[Point localization data]
'''

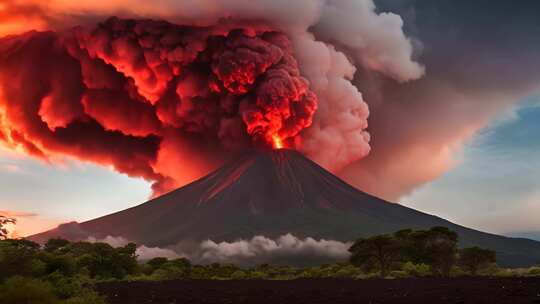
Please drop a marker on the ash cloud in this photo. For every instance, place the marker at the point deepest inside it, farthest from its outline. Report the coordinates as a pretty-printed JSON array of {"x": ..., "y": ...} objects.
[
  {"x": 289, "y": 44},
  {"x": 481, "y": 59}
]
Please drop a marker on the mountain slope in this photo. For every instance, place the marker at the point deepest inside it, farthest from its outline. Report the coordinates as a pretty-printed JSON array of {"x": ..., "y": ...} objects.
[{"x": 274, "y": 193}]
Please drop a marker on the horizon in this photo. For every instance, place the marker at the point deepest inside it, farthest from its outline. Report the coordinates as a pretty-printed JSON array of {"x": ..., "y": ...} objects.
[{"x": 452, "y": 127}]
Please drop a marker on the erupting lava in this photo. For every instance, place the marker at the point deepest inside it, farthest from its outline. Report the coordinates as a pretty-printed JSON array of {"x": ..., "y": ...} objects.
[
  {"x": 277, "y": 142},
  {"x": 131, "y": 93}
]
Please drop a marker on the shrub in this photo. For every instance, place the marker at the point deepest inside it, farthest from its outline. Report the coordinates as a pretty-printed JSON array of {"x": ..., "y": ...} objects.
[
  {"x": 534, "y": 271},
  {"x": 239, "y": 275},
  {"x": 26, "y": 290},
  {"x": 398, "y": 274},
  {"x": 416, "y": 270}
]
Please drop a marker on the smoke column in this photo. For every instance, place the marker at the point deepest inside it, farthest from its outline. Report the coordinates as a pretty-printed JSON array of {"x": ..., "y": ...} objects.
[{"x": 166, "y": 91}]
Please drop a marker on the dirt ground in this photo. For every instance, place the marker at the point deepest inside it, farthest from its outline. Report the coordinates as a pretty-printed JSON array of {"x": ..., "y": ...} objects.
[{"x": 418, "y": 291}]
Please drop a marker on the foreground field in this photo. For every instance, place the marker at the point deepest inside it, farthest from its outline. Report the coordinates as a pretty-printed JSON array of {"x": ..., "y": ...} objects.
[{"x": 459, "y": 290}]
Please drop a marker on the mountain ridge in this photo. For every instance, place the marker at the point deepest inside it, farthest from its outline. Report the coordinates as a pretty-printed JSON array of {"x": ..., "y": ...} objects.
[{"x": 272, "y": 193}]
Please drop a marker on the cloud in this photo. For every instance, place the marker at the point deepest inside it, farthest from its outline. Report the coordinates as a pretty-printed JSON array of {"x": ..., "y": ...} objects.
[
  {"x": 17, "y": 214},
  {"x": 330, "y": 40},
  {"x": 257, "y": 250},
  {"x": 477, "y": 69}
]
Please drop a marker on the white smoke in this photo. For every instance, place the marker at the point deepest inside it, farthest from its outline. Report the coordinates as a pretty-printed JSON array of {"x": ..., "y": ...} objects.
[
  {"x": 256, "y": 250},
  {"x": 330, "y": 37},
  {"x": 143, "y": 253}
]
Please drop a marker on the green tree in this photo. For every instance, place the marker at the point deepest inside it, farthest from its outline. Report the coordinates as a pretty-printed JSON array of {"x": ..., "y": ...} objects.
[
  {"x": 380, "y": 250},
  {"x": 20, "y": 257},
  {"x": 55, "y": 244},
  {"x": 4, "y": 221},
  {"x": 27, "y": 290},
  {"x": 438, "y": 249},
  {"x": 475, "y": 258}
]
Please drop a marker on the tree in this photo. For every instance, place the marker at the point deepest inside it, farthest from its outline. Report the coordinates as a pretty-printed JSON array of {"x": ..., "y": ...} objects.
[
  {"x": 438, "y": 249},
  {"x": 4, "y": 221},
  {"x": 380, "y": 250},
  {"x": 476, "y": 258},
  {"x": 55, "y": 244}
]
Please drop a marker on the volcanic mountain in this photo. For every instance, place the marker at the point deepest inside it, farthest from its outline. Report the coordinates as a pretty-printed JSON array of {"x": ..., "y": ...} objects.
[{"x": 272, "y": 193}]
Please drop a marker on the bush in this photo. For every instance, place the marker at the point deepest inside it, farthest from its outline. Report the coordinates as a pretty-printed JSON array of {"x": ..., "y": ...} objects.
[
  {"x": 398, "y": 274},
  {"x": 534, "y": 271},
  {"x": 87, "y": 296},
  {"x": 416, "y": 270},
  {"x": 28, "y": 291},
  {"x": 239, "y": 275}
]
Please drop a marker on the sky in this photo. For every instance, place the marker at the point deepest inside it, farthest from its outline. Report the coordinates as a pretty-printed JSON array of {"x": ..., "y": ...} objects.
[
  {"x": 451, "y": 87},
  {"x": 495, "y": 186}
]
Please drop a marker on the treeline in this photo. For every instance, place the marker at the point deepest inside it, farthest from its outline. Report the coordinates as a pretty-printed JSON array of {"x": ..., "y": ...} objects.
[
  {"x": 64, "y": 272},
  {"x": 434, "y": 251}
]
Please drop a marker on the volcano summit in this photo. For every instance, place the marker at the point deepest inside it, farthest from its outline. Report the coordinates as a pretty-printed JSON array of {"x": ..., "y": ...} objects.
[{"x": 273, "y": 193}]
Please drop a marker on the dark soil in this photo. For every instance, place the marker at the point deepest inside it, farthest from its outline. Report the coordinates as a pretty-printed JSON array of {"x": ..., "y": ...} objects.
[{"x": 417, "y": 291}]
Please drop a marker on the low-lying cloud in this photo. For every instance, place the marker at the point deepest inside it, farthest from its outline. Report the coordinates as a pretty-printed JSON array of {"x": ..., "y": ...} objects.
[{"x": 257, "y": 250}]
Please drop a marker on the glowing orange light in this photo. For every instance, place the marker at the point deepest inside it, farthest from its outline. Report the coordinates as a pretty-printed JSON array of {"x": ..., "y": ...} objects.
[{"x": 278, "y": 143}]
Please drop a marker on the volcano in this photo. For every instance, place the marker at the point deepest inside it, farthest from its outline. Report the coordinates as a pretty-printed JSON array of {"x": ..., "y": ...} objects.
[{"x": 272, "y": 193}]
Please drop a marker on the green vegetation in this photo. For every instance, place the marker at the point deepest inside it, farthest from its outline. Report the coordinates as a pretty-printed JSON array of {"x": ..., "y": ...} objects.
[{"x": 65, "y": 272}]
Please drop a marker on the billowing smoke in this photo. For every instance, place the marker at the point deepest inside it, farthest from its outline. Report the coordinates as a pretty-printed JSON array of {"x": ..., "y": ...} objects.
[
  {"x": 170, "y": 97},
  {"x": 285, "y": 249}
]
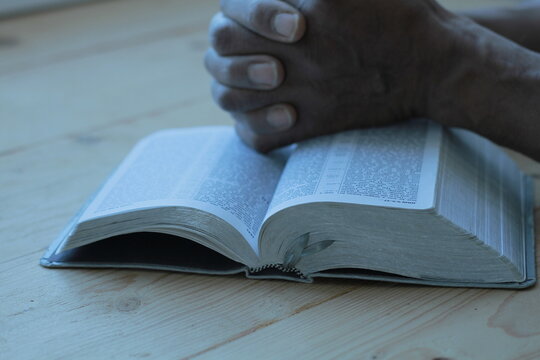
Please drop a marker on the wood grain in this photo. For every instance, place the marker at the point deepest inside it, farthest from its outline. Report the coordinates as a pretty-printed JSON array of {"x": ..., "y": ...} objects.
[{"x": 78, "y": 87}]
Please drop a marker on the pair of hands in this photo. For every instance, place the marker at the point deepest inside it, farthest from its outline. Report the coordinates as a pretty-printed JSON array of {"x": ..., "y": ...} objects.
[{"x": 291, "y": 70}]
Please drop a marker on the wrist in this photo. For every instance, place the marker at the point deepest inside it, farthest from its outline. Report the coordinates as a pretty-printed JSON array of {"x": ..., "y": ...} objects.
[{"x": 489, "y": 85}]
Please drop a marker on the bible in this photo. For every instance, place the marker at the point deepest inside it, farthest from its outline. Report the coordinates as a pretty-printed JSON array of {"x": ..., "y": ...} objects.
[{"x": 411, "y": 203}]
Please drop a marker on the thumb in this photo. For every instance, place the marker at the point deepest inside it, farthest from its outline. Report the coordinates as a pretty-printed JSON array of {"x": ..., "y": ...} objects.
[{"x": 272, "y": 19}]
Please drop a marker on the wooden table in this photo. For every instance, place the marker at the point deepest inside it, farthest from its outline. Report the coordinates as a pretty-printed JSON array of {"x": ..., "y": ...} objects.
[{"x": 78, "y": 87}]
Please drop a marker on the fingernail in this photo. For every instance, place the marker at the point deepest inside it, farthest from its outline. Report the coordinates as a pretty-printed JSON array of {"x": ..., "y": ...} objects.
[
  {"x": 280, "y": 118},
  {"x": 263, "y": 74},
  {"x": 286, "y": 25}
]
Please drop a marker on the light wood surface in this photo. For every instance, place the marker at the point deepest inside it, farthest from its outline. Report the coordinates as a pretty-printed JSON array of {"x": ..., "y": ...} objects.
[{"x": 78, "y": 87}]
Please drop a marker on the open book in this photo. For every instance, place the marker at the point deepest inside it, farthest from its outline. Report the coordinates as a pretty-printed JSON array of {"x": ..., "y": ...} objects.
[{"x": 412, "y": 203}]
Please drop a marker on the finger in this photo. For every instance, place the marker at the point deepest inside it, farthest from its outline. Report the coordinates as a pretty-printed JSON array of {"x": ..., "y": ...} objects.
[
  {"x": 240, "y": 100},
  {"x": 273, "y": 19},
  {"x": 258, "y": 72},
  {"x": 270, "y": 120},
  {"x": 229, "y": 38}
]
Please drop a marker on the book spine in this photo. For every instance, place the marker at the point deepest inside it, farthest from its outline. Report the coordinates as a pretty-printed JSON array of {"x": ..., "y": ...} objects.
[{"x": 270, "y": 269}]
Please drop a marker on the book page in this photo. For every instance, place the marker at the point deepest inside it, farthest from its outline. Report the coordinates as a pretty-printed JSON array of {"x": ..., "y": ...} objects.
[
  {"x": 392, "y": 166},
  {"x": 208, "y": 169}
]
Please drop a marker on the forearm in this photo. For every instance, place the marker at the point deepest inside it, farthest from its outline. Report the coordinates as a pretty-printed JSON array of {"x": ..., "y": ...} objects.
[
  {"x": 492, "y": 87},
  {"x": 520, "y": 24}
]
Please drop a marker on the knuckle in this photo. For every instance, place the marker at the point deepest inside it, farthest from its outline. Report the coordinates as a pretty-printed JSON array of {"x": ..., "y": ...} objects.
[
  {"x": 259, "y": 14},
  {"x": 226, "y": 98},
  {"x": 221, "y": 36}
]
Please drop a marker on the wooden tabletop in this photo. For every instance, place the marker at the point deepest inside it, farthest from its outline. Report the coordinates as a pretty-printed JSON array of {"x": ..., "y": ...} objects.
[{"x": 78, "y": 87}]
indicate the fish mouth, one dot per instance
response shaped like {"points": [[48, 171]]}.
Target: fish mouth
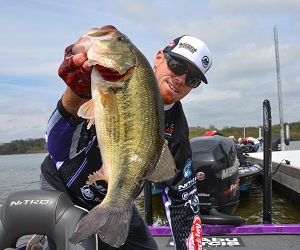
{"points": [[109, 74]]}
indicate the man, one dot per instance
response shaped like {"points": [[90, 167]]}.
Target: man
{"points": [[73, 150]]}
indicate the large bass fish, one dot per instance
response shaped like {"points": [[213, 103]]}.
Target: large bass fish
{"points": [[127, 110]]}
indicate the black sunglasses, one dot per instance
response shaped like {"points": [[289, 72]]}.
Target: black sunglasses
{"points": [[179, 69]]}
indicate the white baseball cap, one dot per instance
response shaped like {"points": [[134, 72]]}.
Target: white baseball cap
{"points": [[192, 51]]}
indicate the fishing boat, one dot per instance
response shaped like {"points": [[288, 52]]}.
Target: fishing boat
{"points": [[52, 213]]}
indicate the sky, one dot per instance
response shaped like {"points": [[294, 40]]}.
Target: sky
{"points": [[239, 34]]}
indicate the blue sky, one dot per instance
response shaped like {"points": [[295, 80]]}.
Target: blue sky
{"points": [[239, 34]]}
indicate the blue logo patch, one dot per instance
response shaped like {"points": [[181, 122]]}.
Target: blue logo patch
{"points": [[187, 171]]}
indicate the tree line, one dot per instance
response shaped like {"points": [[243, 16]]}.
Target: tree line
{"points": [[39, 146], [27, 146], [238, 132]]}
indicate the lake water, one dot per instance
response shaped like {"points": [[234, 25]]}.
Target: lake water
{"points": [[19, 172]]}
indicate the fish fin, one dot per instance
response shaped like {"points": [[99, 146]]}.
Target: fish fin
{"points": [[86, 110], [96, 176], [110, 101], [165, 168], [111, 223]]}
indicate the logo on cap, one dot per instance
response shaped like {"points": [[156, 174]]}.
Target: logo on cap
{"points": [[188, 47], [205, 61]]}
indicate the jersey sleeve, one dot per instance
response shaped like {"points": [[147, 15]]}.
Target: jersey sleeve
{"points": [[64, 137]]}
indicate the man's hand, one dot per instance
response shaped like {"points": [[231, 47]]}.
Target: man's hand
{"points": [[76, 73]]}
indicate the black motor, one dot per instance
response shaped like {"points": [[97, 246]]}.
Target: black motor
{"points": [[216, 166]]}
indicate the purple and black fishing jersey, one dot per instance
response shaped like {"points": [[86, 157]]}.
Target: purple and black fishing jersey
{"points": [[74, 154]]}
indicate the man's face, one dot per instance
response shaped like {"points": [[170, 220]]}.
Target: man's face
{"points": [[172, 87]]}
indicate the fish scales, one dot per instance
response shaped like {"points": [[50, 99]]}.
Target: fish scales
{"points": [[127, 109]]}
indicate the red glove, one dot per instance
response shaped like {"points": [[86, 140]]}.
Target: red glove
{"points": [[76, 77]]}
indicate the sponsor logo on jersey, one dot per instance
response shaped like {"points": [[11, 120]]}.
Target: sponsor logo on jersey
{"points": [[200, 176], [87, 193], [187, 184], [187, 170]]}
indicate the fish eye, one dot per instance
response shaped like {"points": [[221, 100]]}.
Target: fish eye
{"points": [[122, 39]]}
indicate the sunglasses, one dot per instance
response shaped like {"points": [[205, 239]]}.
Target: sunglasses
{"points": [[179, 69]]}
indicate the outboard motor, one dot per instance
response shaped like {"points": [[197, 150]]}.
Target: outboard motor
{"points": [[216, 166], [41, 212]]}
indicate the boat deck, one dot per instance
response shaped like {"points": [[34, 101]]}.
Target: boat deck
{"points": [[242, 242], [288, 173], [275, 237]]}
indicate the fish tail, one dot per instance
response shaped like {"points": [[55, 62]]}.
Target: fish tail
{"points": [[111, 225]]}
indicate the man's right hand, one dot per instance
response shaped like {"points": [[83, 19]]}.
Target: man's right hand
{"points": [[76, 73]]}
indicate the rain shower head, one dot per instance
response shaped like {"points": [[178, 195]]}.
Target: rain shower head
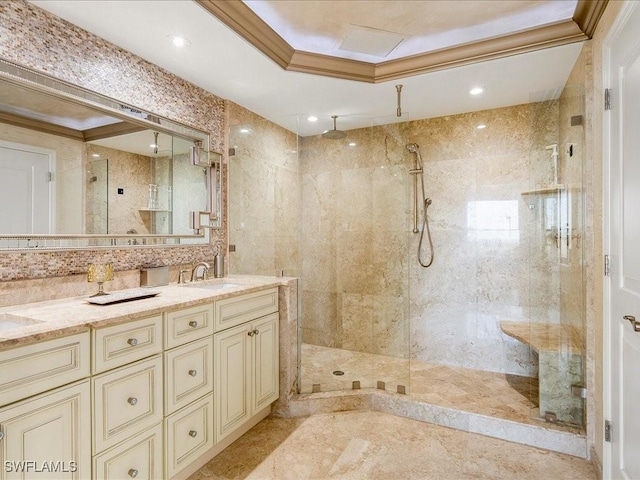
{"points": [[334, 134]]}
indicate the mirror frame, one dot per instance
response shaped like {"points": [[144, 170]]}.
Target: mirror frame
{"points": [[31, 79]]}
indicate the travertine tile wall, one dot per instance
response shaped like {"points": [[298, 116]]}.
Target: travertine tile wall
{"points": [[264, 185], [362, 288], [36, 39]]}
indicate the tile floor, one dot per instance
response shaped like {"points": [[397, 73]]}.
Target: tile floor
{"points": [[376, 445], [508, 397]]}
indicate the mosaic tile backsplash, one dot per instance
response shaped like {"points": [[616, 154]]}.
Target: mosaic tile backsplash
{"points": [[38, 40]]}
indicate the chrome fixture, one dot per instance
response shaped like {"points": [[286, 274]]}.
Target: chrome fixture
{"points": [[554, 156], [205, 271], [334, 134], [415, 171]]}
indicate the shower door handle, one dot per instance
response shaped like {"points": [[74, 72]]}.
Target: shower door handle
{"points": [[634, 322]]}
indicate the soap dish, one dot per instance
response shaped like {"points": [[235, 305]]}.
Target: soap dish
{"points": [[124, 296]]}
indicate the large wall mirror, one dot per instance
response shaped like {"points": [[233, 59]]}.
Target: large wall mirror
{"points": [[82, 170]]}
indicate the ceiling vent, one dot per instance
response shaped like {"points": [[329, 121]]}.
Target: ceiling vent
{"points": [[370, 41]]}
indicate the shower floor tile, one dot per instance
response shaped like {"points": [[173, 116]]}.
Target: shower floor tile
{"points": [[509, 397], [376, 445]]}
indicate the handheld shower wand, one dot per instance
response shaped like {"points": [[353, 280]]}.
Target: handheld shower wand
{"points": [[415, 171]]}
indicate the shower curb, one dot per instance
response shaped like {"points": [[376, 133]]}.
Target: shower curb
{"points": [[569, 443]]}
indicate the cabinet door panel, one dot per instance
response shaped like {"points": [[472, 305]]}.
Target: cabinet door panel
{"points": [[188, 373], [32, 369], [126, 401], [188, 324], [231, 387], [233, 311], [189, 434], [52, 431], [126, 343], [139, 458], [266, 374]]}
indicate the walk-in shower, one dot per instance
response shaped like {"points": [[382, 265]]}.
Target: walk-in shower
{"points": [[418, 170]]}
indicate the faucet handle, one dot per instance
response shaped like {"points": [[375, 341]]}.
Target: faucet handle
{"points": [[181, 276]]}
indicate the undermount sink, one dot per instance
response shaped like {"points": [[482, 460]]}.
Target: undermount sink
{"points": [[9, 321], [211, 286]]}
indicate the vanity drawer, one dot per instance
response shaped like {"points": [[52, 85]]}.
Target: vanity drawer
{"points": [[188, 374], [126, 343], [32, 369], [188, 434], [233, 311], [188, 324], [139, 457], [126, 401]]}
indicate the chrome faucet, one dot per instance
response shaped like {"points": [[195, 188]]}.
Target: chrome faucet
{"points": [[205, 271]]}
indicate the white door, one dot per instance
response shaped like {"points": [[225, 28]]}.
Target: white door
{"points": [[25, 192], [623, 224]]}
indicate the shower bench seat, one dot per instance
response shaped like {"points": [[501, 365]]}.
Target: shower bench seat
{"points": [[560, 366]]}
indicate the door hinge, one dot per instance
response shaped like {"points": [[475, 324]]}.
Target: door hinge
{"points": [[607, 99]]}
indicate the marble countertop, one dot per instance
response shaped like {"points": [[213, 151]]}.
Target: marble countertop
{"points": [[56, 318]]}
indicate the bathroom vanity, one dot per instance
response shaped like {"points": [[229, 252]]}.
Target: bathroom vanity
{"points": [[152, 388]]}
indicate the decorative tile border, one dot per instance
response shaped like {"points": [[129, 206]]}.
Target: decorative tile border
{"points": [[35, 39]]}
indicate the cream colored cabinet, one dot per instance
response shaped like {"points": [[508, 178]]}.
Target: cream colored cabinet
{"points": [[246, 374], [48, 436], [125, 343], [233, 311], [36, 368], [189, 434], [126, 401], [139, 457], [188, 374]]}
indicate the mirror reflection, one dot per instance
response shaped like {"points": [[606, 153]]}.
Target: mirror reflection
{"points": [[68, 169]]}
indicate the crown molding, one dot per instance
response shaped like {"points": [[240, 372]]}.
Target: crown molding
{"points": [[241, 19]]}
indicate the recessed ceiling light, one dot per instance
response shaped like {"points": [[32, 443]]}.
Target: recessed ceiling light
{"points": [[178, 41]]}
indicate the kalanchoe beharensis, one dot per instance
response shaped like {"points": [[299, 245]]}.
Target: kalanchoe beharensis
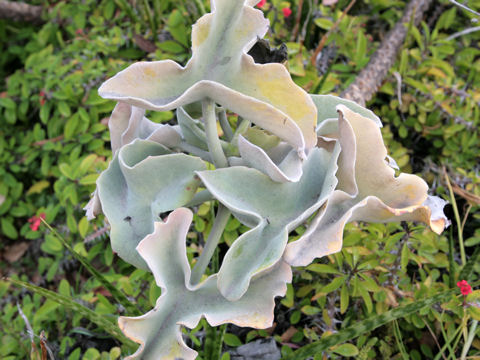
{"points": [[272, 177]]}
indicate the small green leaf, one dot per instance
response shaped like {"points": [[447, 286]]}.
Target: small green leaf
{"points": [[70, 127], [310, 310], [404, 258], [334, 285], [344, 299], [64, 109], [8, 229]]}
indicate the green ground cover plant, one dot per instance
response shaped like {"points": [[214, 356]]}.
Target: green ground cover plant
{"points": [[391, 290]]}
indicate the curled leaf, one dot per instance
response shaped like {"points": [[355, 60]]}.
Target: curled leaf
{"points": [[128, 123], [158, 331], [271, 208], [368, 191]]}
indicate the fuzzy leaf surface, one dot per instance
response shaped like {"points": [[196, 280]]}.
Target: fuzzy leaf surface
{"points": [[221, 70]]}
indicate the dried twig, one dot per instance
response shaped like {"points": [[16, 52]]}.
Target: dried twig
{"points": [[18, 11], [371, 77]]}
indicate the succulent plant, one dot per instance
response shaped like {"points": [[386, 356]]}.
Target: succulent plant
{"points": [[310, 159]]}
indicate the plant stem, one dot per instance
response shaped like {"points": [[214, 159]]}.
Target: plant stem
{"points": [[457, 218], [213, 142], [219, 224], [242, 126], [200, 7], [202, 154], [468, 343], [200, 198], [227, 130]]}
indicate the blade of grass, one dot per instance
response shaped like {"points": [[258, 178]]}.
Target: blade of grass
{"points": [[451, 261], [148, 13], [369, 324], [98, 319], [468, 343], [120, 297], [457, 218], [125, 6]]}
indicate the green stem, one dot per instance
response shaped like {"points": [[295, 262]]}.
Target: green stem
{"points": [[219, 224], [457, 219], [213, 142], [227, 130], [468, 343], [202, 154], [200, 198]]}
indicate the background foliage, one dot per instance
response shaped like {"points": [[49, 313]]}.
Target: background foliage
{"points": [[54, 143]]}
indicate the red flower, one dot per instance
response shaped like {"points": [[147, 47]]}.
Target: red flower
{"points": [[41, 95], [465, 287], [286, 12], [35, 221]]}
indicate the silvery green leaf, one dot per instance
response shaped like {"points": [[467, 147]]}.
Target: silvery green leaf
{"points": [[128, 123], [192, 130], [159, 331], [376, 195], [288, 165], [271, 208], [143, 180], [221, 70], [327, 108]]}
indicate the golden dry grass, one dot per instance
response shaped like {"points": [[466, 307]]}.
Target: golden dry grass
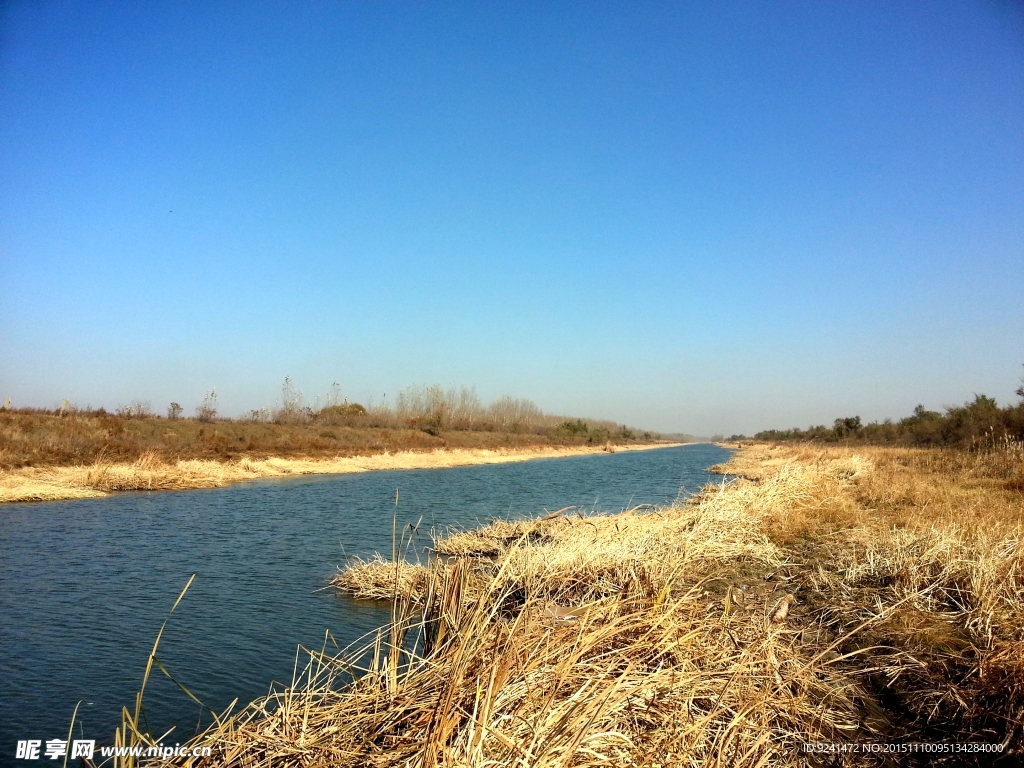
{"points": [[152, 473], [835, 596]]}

'''

Exact copy, pictures excluded: every line above from the one containing "Please drop a marker on the book page" to the one containing "indicate the man, one dot per instance", inclusive, and nothing more.

- _Exercise answer_:
Please drop a marker on the book page in this photo. For every instance, place the marker at the point deepest inside it, farthest from its outline. Report the coordinates as a pretty-printed JSON array of {"x": ..., "y": ...} objects.
[
  {"x": 392, "y": 166},
  {"x": 208, "y": 169}
]
Please drop a marker on the forearm in this photo. For every instance, place the marker at the point deepest inside it, farthest from its outline. Report the coordinates as a pretty-printed JSON array of {"x": ..., "y": ...} objects.
[
  {"x": 492, "y": 87},
  {"x": 520, "y": 24}
]
Please drop a marker on the knuckle in this photo. For every instance, place the marker at the point deepest inside it, farthest from its outline. Report the coordinates as a pretty-printed JSON array of {"x": ..., "y": ...} objects.
[
  {"x": 259, "y": 14},
  {"x": 226, "y": 98},
  {"x": 221, "y": 36}
]
Please drop a marker on the wooden tabletop in this photo. For every instance, place the marker at the point deepest inside it, farthest from its outline. Report the coordinates as a pretty-printed JSON array of {"x": ..., "y": ...} objects.
[{"x": 78, "y": 87}]
indicate the fish mouth, one dot per instance
response shaped like {"points": [[48, 171]]}.
Target: fish mouth
{"points": [[109, 74]]}
indicate the man, one dot per instance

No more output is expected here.